• **Provided text**:
*** Begin section ***

AUTHOR=Hansen Lillian TITLE=The Weak Sustainability of the Salmon Feed Transition in Norway – A Bioeconomic Case Study JOURNAL=Frontiers in Marine Science VOLUME=6 YEAR=2019 URL=https://www.frontiersin.org/journals/marine-science/articles/10.3389/fmars.2019.00764 DOI=10.3389/fmars.2019.00764 ISSN=2296-7745 ABSTRACT=

This paper investigates transition pathways using an example from the bioeconomy: salmon farming and feed development in Norway. With a Multi-Level Perspective (MLP), the analysis shows how a crucial biological input factor, feed, was gradually developed and innovated through interactions among technologies, institutions, and landscape (external) pressures, with the industry’s ambitions of becoming more sustainable. The case story presents the start of salmon farming as an example of an incremental transformation pathway with gradual reorientations in the 1960s’, where the shift from wet feed to dry, extruded feed was a crucial technological enabler. At the start of the 1990s, strong exogenous changes, including an economic crisis of overproduction and declines in salmon prices, led to extensive institutional changes. Shifts in ownership and the introduction of feed quotas brought a substitution pathway, whereby salmon farming became a national economic project. As production recovered, however, overfishing for feed became a concern. From the late 1990s on, the sociotechnical regime followed a reconfiguration pathway with the innovation of among others plant-based feed input. Over time, using vegetarian salmon feed has had unintended consequences, particularly environmental and social problems related to soy production. While neither technologies nor transitions in themselves are sustainable, this case exhibits a shift in transition pathways and how the salmon farming industry was able to respond to different sustainability concerns over time. Yet, as the transition to soy-based salmon feed demonstrates, this development entails only a weak sustainability with a main focus on economic sustainability, which also could be the case as new innovative feed substitutions continue to evolve. This finding is line with the critique of the bioeconomy agenda for paying insufficient attention to environmental sustainability and for failing to challenge predominant structures in society.

*** End section ***

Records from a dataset
*** Begin section ***

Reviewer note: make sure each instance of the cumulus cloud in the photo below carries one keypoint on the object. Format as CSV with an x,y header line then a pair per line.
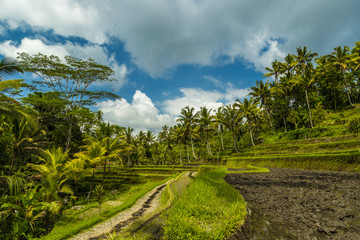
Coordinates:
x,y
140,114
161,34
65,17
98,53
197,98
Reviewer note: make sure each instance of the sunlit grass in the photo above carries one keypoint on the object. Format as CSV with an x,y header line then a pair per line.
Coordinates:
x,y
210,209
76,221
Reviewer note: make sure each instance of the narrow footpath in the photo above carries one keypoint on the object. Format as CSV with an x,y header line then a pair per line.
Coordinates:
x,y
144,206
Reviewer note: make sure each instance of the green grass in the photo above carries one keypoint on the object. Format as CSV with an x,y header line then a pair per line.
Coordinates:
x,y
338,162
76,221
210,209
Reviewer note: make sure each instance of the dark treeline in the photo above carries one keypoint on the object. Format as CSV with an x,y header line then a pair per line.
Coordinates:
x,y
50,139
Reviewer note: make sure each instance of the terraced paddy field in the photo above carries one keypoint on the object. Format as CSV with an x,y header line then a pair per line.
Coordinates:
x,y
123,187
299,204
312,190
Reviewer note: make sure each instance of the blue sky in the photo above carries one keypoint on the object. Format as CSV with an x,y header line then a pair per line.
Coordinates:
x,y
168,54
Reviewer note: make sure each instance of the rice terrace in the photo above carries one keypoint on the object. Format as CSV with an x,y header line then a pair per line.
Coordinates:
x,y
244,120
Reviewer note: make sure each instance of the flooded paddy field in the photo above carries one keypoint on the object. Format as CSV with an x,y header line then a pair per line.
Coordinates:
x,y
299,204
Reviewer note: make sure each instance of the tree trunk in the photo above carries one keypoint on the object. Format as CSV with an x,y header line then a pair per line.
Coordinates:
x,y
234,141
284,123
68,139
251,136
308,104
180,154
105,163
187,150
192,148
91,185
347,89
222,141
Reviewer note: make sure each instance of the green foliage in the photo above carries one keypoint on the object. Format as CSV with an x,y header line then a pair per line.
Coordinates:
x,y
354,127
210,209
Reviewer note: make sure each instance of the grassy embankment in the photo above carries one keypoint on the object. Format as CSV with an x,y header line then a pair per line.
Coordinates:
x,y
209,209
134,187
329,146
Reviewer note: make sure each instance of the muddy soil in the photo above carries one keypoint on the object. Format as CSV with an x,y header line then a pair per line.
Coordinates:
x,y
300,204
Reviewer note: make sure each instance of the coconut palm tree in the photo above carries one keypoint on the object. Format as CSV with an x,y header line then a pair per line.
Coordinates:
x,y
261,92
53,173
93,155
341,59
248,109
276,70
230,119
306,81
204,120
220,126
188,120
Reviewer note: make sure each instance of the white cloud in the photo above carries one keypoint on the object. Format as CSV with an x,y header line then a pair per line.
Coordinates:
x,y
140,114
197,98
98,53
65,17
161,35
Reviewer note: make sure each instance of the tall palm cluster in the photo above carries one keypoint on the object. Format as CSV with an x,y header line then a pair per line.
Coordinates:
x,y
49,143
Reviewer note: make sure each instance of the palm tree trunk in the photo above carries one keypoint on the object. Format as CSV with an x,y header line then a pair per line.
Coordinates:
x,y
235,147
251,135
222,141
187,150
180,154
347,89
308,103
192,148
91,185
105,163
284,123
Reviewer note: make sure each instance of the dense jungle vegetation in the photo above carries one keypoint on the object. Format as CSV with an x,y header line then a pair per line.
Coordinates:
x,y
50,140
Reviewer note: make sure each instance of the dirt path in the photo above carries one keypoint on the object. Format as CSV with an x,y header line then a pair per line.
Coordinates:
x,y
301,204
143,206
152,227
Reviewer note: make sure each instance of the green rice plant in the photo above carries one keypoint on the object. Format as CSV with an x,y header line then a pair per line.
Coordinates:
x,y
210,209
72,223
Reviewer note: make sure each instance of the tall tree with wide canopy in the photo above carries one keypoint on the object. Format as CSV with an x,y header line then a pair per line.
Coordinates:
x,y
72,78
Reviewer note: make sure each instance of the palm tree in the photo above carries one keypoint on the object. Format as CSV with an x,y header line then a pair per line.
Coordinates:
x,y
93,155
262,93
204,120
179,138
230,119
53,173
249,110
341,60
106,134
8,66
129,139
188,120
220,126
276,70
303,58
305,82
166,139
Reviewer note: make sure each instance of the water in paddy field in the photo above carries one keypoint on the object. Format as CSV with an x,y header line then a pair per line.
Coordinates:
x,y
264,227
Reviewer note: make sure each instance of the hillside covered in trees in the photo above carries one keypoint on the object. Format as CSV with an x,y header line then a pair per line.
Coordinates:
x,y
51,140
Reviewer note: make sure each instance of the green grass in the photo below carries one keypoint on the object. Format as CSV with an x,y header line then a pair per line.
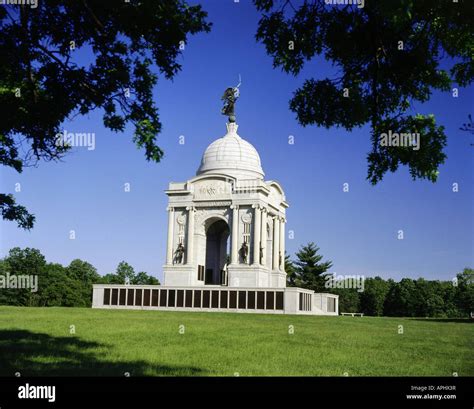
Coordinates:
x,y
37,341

*** End section ***

• **Exercise requirements**:
Answer these questions using the abstract on salmon feed in Norway.
(a) What change in feed was a crucial technological enabler at the start of salmon farming?
(b) What two changes brought a substitution pathway in the 1990s?
(c) The environmental and social problems of vegetarian salmon feed are tied to the production of which crop?

• **Output for this exercise**:
(a) The shift from wet feed to dry, extruded feed.
(b) Shifts in ownership and the introduction of feed quotas.
(c) Soy.